Return, word for word, every line from the one containing "Task: annotate the white door casing." through the final line, with both of those lines included.

Start of Excerpted data

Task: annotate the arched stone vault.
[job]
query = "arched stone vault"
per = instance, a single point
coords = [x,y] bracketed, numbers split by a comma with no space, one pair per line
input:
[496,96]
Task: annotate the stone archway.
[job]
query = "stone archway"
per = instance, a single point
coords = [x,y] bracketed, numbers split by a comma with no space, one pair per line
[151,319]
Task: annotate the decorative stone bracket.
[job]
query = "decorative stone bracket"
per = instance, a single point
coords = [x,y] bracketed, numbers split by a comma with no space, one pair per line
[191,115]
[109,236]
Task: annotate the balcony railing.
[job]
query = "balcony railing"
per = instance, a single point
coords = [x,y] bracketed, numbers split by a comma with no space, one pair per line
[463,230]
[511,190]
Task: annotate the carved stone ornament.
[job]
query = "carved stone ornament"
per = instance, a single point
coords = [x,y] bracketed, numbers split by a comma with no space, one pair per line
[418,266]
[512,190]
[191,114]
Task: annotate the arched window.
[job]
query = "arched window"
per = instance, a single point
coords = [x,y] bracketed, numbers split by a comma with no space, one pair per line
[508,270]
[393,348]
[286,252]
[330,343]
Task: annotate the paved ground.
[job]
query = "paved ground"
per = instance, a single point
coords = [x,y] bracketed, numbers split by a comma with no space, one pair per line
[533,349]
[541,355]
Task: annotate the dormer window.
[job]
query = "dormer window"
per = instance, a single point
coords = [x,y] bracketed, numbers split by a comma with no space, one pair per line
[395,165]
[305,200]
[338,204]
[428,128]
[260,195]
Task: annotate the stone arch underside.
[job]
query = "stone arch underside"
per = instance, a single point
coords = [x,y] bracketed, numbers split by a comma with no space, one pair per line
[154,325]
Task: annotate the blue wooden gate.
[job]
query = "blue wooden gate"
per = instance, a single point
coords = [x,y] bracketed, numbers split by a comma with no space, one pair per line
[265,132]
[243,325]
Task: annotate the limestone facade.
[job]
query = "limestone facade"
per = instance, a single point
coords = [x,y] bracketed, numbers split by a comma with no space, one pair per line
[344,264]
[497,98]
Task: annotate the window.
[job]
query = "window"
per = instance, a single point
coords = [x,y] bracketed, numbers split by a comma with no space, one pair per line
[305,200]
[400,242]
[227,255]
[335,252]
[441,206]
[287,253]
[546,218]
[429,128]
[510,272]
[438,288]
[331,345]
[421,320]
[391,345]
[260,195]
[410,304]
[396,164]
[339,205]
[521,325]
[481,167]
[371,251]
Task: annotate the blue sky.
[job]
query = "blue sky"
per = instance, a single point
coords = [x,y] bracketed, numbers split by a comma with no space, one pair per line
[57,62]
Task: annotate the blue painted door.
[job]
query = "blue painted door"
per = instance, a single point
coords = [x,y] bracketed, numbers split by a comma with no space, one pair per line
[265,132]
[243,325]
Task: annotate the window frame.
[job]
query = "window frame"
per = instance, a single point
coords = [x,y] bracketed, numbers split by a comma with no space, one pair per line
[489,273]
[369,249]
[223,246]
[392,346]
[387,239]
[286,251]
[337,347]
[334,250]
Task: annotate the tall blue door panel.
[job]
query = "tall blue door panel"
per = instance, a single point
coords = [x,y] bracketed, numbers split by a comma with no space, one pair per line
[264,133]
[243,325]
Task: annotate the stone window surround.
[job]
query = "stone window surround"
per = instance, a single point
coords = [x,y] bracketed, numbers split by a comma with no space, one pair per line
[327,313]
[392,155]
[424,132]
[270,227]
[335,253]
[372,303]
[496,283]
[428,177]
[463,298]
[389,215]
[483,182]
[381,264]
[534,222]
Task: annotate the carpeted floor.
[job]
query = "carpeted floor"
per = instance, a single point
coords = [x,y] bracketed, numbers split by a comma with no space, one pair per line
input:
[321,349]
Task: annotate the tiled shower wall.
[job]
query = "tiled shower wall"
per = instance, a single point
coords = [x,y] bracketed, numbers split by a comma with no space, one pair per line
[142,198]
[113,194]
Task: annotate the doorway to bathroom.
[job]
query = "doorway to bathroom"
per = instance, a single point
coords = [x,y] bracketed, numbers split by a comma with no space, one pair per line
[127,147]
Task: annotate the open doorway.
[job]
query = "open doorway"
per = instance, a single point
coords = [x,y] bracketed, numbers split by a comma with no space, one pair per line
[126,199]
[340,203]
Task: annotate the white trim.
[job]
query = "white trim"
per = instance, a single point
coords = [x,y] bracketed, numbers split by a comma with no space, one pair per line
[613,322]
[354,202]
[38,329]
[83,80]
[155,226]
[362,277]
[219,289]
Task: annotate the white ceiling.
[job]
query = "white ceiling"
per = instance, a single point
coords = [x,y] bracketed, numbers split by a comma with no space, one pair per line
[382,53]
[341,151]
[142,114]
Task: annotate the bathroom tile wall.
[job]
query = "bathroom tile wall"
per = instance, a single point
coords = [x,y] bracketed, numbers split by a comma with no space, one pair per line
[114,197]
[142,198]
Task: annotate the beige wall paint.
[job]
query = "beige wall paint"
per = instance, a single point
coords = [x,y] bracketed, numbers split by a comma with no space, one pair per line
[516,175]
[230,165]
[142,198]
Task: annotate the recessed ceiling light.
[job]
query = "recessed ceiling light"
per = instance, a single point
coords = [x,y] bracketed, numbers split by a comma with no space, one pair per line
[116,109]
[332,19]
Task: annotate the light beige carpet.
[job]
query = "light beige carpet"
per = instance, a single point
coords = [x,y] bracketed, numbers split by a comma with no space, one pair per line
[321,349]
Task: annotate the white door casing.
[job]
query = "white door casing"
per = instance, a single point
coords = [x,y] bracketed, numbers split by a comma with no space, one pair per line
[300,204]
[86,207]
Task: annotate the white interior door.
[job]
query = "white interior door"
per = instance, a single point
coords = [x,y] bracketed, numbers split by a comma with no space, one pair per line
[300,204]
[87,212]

End of Excerpted data

**Solution to this exercise:**
Task: annotate the white door casing.
[job]
query = "white door casing"
per = instance, a single point
coords = [x,y] bracketed, numbers split by a comma with no space, one pair per line
[300,204]
[86,207]
Task: annotate the white interior door.
[job]
query = "white interior door"
per = instance, a single point
coords = [x,y] bracketed, numbers split by a comma with no space, one pair per line
[300,204]
[87,212]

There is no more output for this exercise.